▶ Trecho fornecido:
----
O QUE OS APLICATIVOS DE TRANSPORTE EVIDENCIARAM
O que os aplicativos fizeram foi mostrar o que já acontece nos mercados de trabalho desregulamentados: pessoas trabalhando tanto quanto conseguem e vulneráveis às vicissitudes da vida. É fácil achar um jovem que trabalha 12 horas por dia seis vezes por semana. Mas e se este jovem sofre um acidente e fica dois meses sem trabalhar a renda de sua família fica fortemente comprometida. Além disso, à medida em que mais pessoas entram no mercado de trabalho a remuneração por viagem se reduz, mas os custos fixos permanecem (aluguel do carro, alimentação, aluguel de casa). Em contrapartida diversos trabalhadores pobres (mais da metade da população brasileira não ganha nem mil reais por mês) são contemplados com um serviço que antes estava fora do seu alcance.
COMPLICANDO
Há quem defenda uma regulamentação para quem faz transporte de pessoas através de aplicativos, estas mesmas pessoas certamente defendem uma regulamentação para transporte de alimentos por aplicativos. Imagine uma regulamentação para cada serviço prestado através de aplicativos (certamente diversos outros serviços passarão a ser prestado através de aplicativos). Agora imagine que num futuro breve os celulares não sejam mais usados e encontrem outra solução para intermediar os serviços. Defenderão outra regulamentação para cada nova solução tecnológica? Atualmente uma regulamentação representa poucos desafios jurídicos (pois são as primeiras). Mas cada a regulamentação torna o mercado de transporte de pessoas exponencialmente mais complicado: as novas regulamentações interagem com as antigas. Além disso cada advogado procurará uma nova interpretação e demorará para o surgimento de uma jurisprudência. Que fique claro: sou favorável a esta forma de direito (que dá espaço para a disputa de interpretações), o que sou contrário é à complexidade das leis que regem este direito. Quanto mais complicado mais insegurança jurídica (tanto para o trabalhador como para o empregador) e maior a barreira de entrada para uma nova empresa (imagina uma startup de duas pessoas tendo que contratar uma equipe jurídica).
COMPLICANDO O COMPLICADO
Novas leis se acumulando com o tempo deixam a legislação exponencialmente complicada para um ramo, digamos o de transporte de pessoas. Agora pense em uma empresa que trabalhe em alguma coisa completamente diferente e que queira usar os serviços do aplicativo. Ela terá que lidar com a complexidade jurídica deste aplicativo e de todos os outros que porventura venha a usar. Atualmente o ambiente é altamente desregulamentado e uma lei a mais faz pouca diferença, mas imagine se aprovam uma lei a cada cinco anos para cada serviço que a empresa quer usar. A empresa terá que lidar com a complexidade de cada setor!
----
▶ Desafio 1:
Reescreva em forma de lista o parágrafo do trecho que começa com "Novas leis se acumulando", preservando seus fatos principais.
▶ Desafio 2:
Escreva a continuação do texto sobre a regulamentação dos aplicativos de transporte, começando logo após a última frase.
O material abaixo não é necessário.
----
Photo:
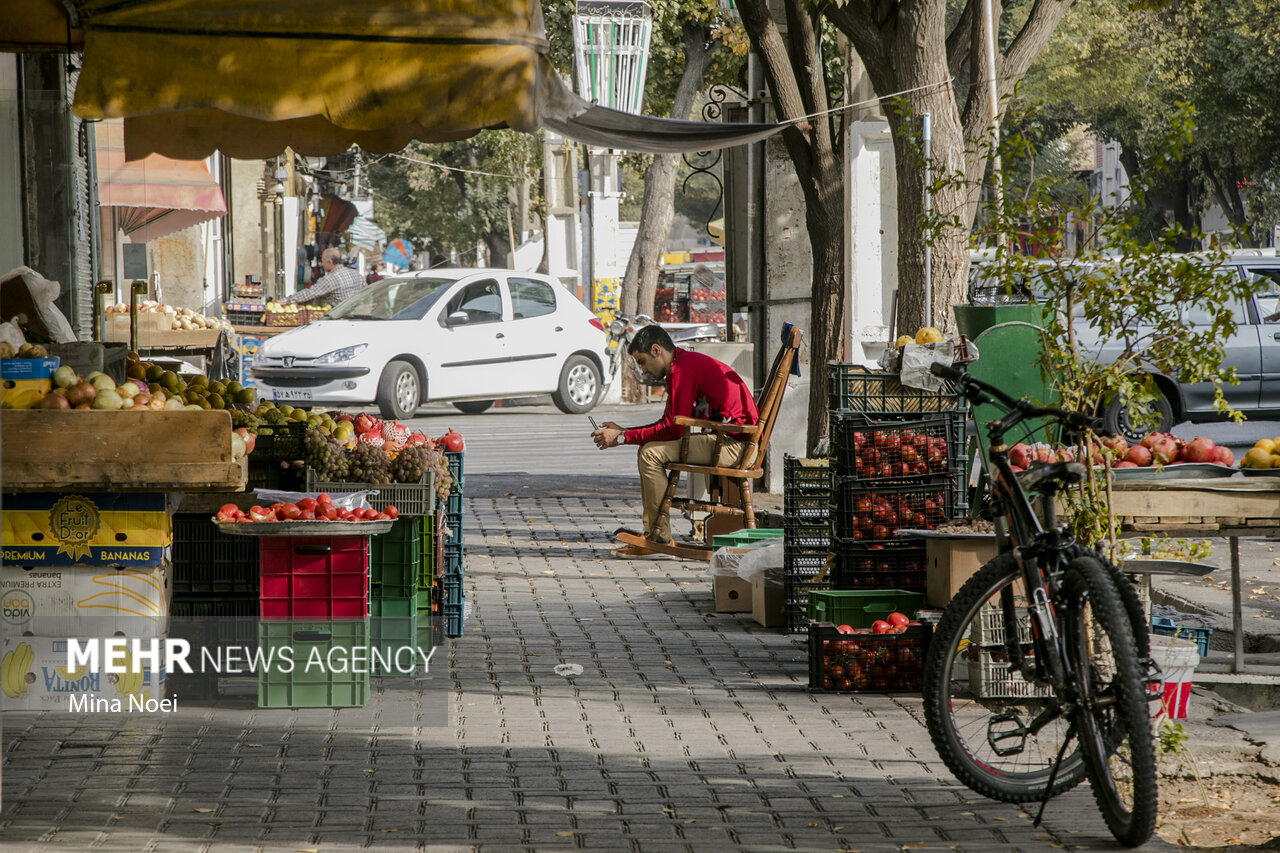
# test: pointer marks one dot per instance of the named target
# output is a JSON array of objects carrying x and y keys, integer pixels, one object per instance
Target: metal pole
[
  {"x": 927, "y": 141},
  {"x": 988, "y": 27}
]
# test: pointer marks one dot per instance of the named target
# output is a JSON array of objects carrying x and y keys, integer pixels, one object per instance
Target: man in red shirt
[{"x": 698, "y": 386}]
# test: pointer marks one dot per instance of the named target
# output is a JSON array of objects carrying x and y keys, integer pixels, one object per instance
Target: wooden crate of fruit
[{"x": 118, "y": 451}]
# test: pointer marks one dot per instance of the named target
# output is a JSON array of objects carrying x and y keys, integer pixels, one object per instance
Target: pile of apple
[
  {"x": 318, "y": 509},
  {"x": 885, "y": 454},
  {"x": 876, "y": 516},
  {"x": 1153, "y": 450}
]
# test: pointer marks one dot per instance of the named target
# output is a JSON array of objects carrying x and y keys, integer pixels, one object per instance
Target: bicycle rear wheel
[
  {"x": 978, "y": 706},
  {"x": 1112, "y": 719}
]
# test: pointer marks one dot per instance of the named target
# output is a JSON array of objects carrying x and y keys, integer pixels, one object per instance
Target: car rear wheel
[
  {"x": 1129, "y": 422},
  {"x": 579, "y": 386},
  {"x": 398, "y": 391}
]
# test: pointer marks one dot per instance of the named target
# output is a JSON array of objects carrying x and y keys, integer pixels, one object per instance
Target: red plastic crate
----
▶ Resposta do exercício 1:
- O acúmulo de novas leis ao longo do tempo deixa a legislação de um ramo, como o de transporte de pessoas, exponencialmente complicada.
- Uma empresa de uma área completamente diferente que queira usar os serviços do aplicativo terá de lidar com a complexidade jurídica dele e de todos os outros que vier a usar.
- Hoje o ambiente é altamente desregulamentado, e uma lei a mais faz pouca diferença.
- Se for aprovada uma lei a cada cinco anos para cada serviço que a empresa quer usar, ela terá de lidar com a complexidade de cada setor.

▶ Resposta do exercício 2:
REGULAMENTAÇÃO TRAZ BENEFÍCIOS APENAS PARA QUEM DESFRUTA DELES
Não quero dizer aqui que a regulamentação não traz benefícios. Dizer, por exemplo, que o aviso prévio ou que o décimo terceiro trazem malefícios a quem trabalha é uma falácia. É como no caso dos taxistas, o oligopólio traz muitos benefícios para quem está no mercado, mas estes benefícios têm preço: se dão às custas das pessoas que são excluídas do mercado do trabalho e das pessoas que consomem os serviços. No caso do trabalhador os benefícios se dão às custas do empregador (que paga pelos direitos), das pessoas que ficam fora do mercado de trabalho (pois o preço com os direitos se torna mais caro) e do consumidor (que paga por um produto mais caro).
SIMPLISMO
Este faz parte de uma série de ensaios sobre a ideologia ‘Simplismo’. Tal ideologia se define como uma orientação de procurar a simplicidade, transparência e a criticabilidade. Ou seja, é desejável uma solução que possa ser criticada, aprimorada ou mesmo rejeitada com facilidade. A partir deste ensaio proporei uma solução que concilia:
A preocupação com a parcela da população jogadas a condições deploráveis de trabalho.
Simplicidade jurídica.
Acessibilidade ao mercado de trabalho (para pessoas)
Acessibilidade ao mercado consumidor (para empresas)
LIVRE MERCADO
Sujeitar cada pessoa às condições do livre mercado traz imensos benefícios à sociedade: é mais simples que o mercado regulamentado, é mais inclusivo (tanto para pessoas como para empresas), barateia preços para consumidor.
CONDIÇÕES EXTREMAS
Entretanto o livre mercado impõem condições extremas: pessoas trabalhando em situações insalubres, passando por humilhações, por assédio moral, assédio sexual ou mesmo trabalhando contra seus valores (uma pessoa católica pode se prostituir, por exemplo).
CONCLUSÃO: CONTROLE ESPECÍFICO É O PROBLEMA
Este ensaio faz parte de uma série de ensaios que defende uma forma de imposto de acordo com a ideologia simplista. O objetivo deste ensaio é mostrar que a regulamentação traz benefícios explícitos (o benefício do décimo terceiro é receber um salário a mais por ano), mas cada regulamentação traz efeitos colaterais silenciosos: encarecimento do serviço, encarecimento do trabalho, complexidade jurídica, barreira de entrada para mercado de trabalho e para mercado de consumo. E o pior, a complicação do sistema é exponencial! Para evitar estes problemas devemos mirar em uma regulação tão simples quanto possível. Já adianto que a proposta é adotar o imposto negativo (de Milton Friedman) em substituição aos direitos trabalhistas. Pretendo convencer a cada um de vocês que esta simples proposta é uma solução a mais problemas do que o próprio Friedman imaginou.